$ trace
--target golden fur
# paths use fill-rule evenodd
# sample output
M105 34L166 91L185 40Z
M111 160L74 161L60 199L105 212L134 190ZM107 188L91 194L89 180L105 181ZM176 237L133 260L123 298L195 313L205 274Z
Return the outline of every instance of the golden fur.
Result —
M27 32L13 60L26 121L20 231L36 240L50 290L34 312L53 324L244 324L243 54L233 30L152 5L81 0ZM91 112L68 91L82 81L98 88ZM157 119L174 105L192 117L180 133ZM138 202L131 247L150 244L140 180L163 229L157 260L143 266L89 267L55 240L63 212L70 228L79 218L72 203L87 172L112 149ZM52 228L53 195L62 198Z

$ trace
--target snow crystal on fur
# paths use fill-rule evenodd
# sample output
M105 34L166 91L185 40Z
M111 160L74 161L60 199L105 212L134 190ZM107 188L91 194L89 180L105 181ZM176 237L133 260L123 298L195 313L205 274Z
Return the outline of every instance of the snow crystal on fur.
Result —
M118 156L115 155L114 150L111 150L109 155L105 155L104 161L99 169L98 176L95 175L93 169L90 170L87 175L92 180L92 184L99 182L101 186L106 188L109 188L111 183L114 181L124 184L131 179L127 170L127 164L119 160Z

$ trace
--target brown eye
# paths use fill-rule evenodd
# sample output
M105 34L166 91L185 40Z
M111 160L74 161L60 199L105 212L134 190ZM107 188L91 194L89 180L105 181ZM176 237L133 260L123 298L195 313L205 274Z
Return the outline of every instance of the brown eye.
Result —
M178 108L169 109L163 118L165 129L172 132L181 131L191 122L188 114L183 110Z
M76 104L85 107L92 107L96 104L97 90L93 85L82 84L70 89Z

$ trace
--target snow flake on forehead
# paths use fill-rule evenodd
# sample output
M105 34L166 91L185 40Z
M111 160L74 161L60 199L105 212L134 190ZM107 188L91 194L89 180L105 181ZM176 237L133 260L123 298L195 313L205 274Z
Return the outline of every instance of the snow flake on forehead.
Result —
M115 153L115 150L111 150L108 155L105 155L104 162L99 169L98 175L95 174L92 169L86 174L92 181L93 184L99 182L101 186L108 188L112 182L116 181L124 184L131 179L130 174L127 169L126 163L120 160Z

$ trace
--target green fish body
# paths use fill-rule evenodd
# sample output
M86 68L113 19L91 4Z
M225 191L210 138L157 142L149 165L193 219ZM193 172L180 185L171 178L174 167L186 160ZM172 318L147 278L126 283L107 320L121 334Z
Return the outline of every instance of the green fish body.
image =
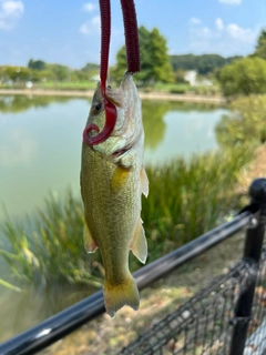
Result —
M144 131L141 100L130 73L119 90L106 89L117 119L104 142L82 144L81 194L84 204L84 246L89 253L99 247L104 270L104 302L114 316L124 305L137 310L139 291L129 270L130 250L145 263L146 240L141 220L141 195L147 196L149 181L143 168ZM86 125L103 129L104 103L98 85ZM90 134L94 134L91 132Z

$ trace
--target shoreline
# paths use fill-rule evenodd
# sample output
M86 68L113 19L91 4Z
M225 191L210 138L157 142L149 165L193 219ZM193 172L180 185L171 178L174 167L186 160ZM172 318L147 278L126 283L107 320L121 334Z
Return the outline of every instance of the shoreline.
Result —
M42 89L0 89L0 95L47 95L47 97L73 97L73 98L92 98L93 90L42 90ZM139 91L142 100L167 100L180 102L203 102L213 104L225 104L227 100L223 97L206 97L193 94L174 94L161 92L142 92Z

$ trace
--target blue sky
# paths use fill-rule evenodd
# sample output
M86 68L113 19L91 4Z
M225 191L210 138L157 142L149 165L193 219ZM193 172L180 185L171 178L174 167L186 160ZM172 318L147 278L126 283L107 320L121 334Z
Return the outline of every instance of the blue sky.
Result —
M124 43L120 0L111 0L110 63ZM137 22L156 27L171 54L254 51L266 27L266 0L135 0ZM99 63L98 0L0 0L0 64L27 65L29 59L82 68Z

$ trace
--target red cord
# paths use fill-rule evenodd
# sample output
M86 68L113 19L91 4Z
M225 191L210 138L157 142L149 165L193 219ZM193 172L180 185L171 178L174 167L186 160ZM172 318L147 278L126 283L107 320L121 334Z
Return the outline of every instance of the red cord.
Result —
M99 134L89 136L91 131L99 132L99 126L91 123L83 131L83 141L85 144L92 146L104 142L113 132L117 111L116 106L106 97L106 80L108 80L108 65L109 65L109 50L110 50L110 38L111 38L111 8L110 0L99 0L100 12L101 12L101 92L104 100L105 110L105 124ZM121 7L123 12L123 21L125 29L125 48L126 48L126 60L127 71L135 73L140 71L141 59L140 59L140 43L137 34L137 22L134 0L121 0Z
M134 0L120 0L124 29L125 29L125 48L126 48L126 61L127 71L130 73L135 73L141 69L141 58L140 58L140 43L137 34L137 22Z

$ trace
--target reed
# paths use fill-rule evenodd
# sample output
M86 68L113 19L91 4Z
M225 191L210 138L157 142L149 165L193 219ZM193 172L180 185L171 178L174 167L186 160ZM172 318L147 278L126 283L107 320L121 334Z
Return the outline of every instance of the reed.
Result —
M176 159L147 168L149 199L143 199L142 219L151 262L213 229L238 209L237 174L250 160L248 150ZM62 199L49 195L45 209L31 222L30 232L10 219L1 226L10 248L0 250L17 280L37 287L54 282L100 286L100 253L83 247L83 207L68 190ZM140 263L131 257L131 270ZM3 283L2 283L3 284Z

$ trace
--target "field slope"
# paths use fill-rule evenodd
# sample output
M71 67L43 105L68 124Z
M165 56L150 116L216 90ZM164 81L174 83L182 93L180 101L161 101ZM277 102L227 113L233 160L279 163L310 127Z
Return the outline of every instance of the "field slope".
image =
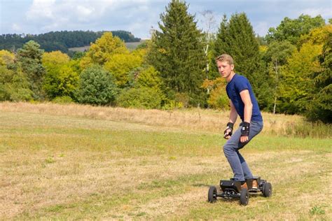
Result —
M273 194L241 206L207 202L232 176L225 113L0 103L0 220L331 220L332 139L278 136L301 118L263 117L242 152Z

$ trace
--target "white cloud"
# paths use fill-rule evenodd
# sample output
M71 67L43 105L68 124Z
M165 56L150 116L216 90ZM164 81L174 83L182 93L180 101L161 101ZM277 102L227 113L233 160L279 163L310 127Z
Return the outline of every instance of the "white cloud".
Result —
M22 27L16 23L13 23L11 28L14 31L20 32L22 31Z
M254 25L254 29L255 34L258 34L260 36L263 36L268 33L270 25L266 22L260 22L256 25Z
M53 10L55 0L34 0L32 6L27 12L27 18L29 20L54 18Z
M310 16L317 16L318 15L321 15L322 17L332 17L332 8L331 8L331 6L329 8L310 8L301 10L301 13L304 15L309 15Z

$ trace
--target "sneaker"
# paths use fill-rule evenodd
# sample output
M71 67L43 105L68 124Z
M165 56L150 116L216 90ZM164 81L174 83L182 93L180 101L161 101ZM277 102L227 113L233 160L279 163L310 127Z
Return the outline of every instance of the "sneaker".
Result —
M257 183L257 180L252 180L252 188L257 189L258 187L258 185Z
M247 189L248 190L248 186L247 185L247 182L245 182L244 184L241 185L241 190L242 189Z

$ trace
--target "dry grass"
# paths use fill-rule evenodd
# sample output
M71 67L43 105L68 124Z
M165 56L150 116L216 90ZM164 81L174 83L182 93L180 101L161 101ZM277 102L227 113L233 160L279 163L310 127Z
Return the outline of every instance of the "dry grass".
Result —
M264 118L301 120L277 116ZM0 220L332 219L331 139L271 136L265 122L242 152L273 197L243 207L207 202L232 175L226 113L1 103L0 118Z
M229 117L228 112L214 110L191 109L165 111L92 107L80 104L61 105L52 103L33 104L4 102L0 103L0 110L83 117L218 133L223 131ZM273 115L263 113L263 117L264 129L262 133L268 134L284 135L290 126L303 121L303 118L298 115ZM237 122L240 122L239 120Z

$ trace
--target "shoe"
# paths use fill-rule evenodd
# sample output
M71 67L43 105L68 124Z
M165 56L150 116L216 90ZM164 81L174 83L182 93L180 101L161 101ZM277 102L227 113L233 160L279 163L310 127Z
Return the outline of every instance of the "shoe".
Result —
M241 190L242 189L247 189L248 190L248 186L247 185L247 182L245 182L244 184L241 185Z
M258 185L257 183L257 180L252 180L252 188L257 189L258 187Z

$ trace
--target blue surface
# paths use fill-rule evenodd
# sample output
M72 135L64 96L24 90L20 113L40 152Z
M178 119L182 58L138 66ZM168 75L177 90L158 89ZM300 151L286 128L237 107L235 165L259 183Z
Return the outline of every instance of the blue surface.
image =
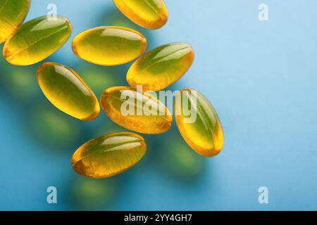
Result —
M116 11L110 0L33 0L27 20L46 14L49 3L72 21L72 38L101 25L98 19L107 8ZM107 208L317 210L317 2L166 3L168 22L149 32L154 37L150 44L182 41L193 46L194 64L177 88L197 89L211 101L222 121L225 148L218 156L204 159L204 172L194 182L176 181L157 169L160 162L146 158L146 165L120 176L120 193ZM261 3L268 5L267 22L258 20ZM68 65L82 63L70 44L52 58ZM62 153L46 150L25 127L26 106L0 94L0 210L77 209L68 191L78 176L70 162L78 143ZM101 115L85 127L93 130L105 120ZM91 137L87 134L79 143ZM58 190L57 205L46 203L49 186ZM262 186L269 190L268 204L258 202Z

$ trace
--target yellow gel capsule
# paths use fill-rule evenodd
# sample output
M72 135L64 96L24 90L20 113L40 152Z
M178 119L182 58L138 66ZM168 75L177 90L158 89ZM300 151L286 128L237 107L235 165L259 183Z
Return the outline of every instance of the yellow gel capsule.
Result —
M132 61L147 49L147 39L138 32L121 27L99 27L78 34L73 51L79 58L101 65Z
M13 65L28 65L39 63L58 50L72 32L70 22L64 17L46 16L21 25L4 44L4 56Z
M197 91L183 89L176 95L174 110L180 134L192 148L205 157L220 152L223 129L215 109L205 97Z
M45 63L37 69L37 80L47 99L65 113L85 121L93 120L99 114L96 96L72 69Z
M73 155L72 165L80 174L106 178L130 169L144 155L147 146L139 135L112 133L91 140Z
M167 22L168 13L162 0L113 0L129 19L148 29L158 29Z
M103 93L100 102L110 119L137 132L161 134L173 122L170 111L157 98L130 87L109 88Z
M172 43L154 49L135 61L127 74L132 87L142 85L144 91L156 91L184 75L194 61L194 53L185 43Z
M30 4L30 0L0 0L0 44L20 27Z

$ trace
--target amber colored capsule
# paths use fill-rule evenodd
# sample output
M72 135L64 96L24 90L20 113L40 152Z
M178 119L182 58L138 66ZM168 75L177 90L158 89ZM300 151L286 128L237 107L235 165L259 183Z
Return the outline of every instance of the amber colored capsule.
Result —
M20 27L30 4L30 0L0 0L0 44Z
M144 139L132 133L112 133L91 140L73 155L72 165L80 174L106 178L130 169L144 155Z
M168 18L162 0L113 0L113 2L126 17L145 28L158 29Z
M127 63L147 49L147 39L138 32L121 27L99 27L78 34L73 51L79 58L101 65Z
M4 56L13 65L39 63L58 50L72 32L70 22L62 16L39 17L21 25L4 44Z
M167 131L173 122L168 109L157 98L128 86L106 89L100 99L101 108L119 125L144 134Z
M192 148L205 157L220 152L223 129L217 112L205 97L197 91L181 90L176 95L174 110L180 134Z
M130 68L127 81L132 87L156 91L171 85L184 75L194 61L194 53L186 43L157 47L140 57Z
M72 69L45 63L37 69L37 80L47 99L65 113L85 121L93 120L99 114L96 96Z

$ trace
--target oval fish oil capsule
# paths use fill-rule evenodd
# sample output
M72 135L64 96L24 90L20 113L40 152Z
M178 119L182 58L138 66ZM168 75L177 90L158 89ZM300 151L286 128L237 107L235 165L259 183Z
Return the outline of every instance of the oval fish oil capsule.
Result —
M127 74L129 84L142 85L144 91L156 91L178 81L191 67L194 50L185 43L172 43L154 49L135 61Z
M129 19L148 29L158 29L167 22L168 13L162 0L113 0Z
M37 69L37 80L47 99L65 113L85 121L93 120L99 114L94 94L72 69L45 63Z
M121 27L99 27L78 34L73 51L79 58L100 65L132 61L147 49L147 39L138 32Z
M106 89L100 99L101 108L113 122L143 134L167 131L173 122L168 109L157 98L128 86Z
M46 16L30 20L21 25L4 44L4 56L13 65L28 65L46 58L68 39L70 22L62 16Z
M215 109L205 97L197 91L183 89L176 95L174 110L180 134L192 148L205 157L220 152L223 129Z
M20 27L30 4L30 0L0 0L0 44Z
M144 155L147 146L139 135L112 133L89 141L73 155L72 165L80 174L106 178L125 172Z

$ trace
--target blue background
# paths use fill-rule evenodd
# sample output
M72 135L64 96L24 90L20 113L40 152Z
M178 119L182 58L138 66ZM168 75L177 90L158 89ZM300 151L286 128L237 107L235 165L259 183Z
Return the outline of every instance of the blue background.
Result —
M46 14L50 3L71 20L73 32L48 60L75 68L85 65L73 54L71 39L89 28L109 25L106 20L120 13L111 0L33 0L27 20ZM261 3L268 5L267 22L258 19ZM38 87L36 67L19 68L22 75L10 84L10 71L18 69L1 57L0 210L317 210L317 2L166 4L166 26L138 29L148 37L149 49L173 41L194 47L193 66L172 88L192 88L211 101L225 132L221 153L213 158L195 155L200 169L194 174L165 169L166 163L175 166L166 153L173 150L170 139L180 139L173 128L146 136L148 155L127 172L106 181L81 178L72 169L73 153L98 129L120 128L103 113L87 123L59 112ZM104 76L125 85L127 68L116 73L116 68L109 69ZM27 93L23 82L29 85ZM39 120L39 112L47 111L43 109L58 115L67 135L45 134L51 124ZM79 190L85 182L88 188ZM46 202L50 186L57 188L56 205ZM268 204L258 202L263 186L269 190Z

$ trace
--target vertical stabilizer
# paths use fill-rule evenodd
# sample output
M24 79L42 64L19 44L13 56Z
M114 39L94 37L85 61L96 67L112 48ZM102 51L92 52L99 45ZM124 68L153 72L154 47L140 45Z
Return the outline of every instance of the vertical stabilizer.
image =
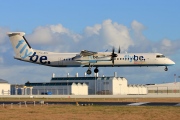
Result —
M24 32L9 32L7 33L15 52L15 58L26 59L34 52L26 38Z

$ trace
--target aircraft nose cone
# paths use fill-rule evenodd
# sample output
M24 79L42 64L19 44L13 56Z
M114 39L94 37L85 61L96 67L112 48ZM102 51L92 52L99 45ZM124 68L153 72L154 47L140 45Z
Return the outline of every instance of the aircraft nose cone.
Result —
M173 65L174 65L174 64L175 64L175 62L174 62L174 61L172 61L172 63L171 63L171 64L173 64Z

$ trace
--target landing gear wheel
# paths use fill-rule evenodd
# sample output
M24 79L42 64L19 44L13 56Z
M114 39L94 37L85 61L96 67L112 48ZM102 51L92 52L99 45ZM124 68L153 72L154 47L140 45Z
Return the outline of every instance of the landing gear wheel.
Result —
M164 68L164 70L165 70L165 71L168 71L168 68L167 68L167 66Z
M87 70L87 72L86 72L88 75L90 75L91 74L91 70Z
M94 73L98 73L99 70L97 68L94 69Z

○ ○ ○ ○

### Required task
Please find every line in the data above that contains the word "body", and copy each of those lines.

### Expected answer
--target green fish body
Return the outline of every instance of the green fish body.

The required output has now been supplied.